__Stated problem__
Print the lines of the listing below word for word, beginning at the line that contains "of the long" and ending with the final line of the listing, with both ends included.

[Coordinate annotation records]
## BEGIN

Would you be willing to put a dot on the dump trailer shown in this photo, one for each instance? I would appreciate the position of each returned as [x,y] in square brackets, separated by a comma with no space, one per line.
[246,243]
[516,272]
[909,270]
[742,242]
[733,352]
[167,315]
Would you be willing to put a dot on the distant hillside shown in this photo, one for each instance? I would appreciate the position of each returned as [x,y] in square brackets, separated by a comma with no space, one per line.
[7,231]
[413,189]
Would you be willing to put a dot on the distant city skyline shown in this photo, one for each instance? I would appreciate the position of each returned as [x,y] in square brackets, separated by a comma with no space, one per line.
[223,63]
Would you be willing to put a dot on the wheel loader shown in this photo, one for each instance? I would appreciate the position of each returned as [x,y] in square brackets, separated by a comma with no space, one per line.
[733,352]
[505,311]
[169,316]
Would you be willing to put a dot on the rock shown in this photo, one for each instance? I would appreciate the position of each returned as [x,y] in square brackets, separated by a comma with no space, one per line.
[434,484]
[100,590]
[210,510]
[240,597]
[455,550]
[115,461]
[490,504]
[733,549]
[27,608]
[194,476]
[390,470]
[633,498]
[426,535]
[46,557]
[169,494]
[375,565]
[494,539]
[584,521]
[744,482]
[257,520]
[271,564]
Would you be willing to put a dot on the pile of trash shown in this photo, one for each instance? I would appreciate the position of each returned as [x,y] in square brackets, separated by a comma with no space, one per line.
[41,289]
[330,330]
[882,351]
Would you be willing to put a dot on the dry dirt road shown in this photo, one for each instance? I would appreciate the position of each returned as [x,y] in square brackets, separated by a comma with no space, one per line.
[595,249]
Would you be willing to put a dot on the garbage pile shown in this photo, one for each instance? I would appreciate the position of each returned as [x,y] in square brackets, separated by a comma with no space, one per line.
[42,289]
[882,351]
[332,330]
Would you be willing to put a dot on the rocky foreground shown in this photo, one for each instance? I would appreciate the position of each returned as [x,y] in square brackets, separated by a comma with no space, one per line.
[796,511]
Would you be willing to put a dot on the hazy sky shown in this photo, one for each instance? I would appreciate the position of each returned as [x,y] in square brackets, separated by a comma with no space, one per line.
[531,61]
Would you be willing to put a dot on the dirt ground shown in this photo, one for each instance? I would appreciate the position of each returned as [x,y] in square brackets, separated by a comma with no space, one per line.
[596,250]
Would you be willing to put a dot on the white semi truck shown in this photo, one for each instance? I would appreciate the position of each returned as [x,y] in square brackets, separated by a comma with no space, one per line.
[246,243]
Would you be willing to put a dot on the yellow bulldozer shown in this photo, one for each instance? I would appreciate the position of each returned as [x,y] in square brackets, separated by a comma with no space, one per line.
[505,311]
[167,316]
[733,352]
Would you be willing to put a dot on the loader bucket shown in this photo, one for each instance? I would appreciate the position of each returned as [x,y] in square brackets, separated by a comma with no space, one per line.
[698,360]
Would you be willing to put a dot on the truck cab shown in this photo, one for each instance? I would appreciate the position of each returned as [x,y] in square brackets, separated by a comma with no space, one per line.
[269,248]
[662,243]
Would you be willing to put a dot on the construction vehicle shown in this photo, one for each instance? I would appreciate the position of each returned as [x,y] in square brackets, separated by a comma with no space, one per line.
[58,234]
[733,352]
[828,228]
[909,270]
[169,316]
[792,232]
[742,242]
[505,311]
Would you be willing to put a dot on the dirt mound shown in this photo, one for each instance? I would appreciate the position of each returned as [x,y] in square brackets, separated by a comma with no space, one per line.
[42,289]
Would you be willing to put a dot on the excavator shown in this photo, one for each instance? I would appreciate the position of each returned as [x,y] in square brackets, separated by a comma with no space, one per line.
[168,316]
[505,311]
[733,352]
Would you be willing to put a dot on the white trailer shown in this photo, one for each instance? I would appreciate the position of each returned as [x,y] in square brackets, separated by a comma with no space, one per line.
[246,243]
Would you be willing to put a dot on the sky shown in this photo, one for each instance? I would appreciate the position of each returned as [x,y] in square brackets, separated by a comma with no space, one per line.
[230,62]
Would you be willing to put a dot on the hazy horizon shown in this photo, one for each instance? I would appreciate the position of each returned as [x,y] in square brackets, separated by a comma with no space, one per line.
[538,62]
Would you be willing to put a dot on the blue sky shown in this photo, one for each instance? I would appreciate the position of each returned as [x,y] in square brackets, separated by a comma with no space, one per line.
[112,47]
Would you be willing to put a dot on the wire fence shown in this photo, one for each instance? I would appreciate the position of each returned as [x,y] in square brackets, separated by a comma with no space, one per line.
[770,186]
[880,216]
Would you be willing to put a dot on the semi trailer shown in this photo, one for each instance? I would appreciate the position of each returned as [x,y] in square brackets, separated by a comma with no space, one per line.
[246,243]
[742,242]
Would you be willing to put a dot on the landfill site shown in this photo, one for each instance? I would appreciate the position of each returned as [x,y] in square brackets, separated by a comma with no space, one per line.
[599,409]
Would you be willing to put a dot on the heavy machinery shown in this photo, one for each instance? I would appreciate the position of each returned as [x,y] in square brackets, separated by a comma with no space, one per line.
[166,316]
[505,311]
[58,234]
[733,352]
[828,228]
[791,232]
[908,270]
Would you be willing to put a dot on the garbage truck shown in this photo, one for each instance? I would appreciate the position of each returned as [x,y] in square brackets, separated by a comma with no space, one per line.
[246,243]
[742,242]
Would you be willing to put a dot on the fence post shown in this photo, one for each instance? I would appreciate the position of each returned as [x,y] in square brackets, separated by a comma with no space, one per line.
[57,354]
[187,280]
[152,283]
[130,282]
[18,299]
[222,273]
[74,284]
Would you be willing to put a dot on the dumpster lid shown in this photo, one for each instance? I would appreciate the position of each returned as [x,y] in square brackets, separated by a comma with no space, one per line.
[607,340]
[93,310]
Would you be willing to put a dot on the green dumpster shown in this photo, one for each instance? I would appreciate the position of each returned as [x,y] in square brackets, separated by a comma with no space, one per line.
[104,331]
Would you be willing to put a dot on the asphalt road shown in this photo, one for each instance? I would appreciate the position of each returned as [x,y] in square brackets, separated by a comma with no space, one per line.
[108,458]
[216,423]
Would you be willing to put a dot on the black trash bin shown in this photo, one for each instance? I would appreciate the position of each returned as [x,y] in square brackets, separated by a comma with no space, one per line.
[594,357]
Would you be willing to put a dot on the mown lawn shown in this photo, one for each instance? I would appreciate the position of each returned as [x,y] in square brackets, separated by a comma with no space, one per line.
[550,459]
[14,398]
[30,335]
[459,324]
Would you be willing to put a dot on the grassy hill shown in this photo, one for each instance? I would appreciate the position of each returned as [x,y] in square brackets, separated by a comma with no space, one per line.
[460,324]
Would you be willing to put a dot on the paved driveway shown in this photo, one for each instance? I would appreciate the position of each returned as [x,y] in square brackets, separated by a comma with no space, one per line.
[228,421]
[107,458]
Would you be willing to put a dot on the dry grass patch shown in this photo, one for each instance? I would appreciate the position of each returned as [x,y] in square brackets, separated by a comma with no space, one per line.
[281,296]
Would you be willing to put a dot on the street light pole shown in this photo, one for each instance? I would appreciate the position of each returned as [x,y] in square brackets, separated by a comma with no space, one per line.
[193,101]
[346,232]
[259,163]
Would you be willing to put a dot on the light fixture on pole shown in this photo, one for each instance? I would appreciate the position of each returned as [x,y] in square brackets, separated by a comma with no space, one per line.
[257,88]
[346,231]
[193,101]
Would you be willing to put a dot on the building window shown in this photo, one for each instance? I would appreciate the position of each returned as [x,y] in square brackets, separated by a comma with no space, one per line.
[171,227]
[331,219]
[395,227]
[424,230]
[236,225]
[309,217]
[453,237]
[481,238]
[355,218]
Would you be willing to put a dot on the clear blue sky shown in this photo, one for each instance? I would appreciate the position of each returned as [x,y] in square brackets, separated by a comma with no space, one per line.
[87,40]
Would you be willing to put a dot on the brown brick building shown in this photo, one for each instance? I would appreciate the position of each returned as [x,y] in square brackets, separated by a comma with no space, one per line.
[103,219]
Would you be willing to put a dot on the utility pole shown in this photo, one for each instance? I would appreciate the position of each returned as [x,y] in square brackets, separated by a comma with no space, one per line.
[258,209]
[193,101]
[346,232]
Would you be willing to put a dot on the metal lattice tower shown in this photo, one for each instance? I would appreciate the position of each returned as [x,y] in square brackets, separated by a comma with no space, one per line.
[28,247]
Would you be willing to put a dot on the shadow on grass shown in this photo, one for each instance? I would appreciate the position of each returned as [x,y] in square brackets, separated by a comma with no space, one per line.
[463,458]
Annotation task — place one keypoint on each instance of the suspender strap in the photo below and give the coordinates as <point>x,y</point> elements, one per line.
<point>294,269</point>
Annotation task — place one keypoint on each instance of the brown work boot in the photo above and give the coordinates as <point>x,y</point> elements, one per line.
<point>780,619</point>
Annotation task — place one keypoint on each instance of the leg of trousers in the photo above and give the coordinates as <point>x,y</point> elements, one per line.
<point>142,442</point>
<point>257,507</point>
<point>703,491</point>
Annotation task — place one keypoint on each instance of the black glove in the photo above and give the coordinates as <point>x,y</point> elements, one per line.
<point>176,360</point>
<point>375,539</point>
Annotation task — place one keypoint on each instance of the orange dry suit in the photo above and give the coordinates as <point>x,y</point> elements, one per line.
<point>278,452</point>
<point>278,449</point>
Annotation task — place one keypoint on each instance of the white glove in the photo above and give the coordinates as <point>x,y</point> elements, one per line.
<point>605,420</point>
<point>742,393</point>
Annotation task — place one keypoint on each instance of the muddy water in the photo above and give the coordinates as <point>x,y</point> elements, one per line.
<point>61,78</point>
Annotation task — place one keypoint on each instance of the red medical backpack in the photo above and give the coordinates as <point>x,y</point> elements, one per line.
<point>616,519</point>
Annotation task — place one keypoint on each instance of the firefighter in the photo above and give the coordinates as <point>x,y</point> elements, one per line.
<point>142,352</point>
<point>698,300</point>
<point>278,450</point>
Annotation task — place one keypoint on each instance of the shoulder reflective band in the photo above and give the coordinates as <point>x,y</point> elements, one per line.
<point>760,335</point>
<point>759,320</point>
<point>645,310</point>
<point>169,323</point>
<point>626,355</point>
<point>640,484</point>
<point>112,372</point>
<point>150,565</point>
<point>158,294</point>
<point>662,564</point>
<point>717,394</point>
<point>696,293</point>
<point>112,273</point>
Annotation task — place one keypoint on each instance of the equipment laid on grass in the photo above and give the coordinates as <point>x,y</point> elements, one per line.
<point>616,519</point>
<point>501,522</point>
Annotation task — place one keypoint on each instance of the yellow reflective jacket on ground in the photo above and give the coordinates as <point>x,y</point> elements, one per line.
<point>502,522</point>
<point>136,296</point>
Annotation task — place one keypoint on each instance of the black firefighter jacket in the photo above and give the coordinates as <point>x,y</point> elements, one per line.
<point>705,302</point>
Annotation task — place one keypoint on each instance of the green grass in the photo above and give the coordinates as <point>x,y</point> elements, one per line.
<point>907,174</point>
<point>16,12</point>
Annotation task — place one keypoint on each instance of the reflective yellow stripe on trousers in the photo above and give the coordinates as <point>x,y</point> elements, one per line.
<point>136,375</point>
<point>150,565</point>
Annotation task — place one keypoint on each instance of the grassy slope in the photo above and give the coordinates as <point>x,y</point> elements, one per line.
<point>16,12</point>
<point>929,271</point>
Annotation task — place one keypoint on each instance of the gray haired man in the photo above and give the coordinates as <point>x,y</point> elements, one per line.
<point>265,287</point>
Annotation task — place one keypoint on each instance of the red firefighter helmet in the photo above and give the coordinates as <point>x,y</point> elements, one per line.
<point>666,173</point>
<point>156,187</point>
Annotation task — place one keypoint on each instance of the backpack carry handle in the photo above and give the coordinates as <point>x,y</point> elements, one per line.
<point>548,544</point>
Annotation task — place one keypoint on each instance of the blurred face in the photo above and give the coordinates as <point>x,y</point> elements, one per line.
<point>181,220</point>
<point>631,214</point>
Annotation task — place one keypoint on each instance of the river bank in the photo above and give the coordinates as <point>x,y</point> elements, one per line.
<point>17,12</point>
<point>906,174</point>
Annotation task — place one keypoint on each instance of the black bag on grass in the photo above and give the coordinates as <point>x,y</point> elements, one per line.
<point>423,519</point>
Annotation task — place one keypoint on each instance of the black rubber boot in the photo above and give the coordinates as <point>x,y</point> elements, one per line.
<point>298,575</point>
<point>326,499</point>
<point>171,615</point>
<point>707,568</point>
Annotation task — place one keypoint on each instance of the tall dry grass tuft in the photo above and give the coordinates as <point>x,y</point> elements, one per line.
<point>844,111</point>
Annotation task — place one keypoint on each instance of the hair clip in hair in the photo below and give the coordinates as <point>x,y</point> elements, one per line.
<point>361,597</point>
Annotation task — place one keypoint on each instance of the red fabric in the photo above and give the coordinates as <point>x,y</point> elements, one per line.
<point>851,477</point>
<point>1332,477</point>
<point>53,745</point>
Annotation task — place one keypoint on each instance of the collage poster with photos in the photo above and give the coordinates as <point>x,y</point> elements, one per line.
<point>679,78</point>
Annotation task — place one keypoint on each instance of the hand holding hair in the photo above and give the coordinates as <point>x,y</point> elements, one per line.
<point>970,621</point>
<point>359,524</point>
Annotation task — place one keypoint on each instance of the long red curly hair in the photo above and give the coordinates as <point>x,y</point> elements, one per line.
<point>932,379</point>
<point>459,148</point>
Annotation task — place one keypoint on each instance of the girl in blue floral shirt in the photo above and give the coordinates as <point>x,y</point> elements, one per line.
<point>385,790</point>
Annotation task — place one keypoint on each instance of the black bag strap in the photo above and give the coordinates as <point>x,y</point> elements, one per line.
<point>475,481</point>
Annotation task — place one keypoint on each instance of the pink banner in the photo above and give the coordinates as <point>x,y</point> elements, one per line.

## END

__Solution for this exercise__
Annotation task — place one keypoint on each instance of the long red curly hair in the photo above and give the coordinates as <point>x,y</point> elements, one per line.
<point>932,379</point>
<point>459,148</point>
Annotation task — place one keypoint on each instance of the girl in blue floral shirt in the photo above and give the coordinates as <point>x,y</point> elements, one per line.
<point>385,790</point>
Annotation task — place one keypoint on each instance of the black bag strap in the photo above and give the coordinates as <point>x,y</point> elements, one per line.
<point>475,481</point>
Annotation task — place one keypoint on each instance of the pink banner in the photo above and give the coordinates as <point>x,y</point> elements, one per line.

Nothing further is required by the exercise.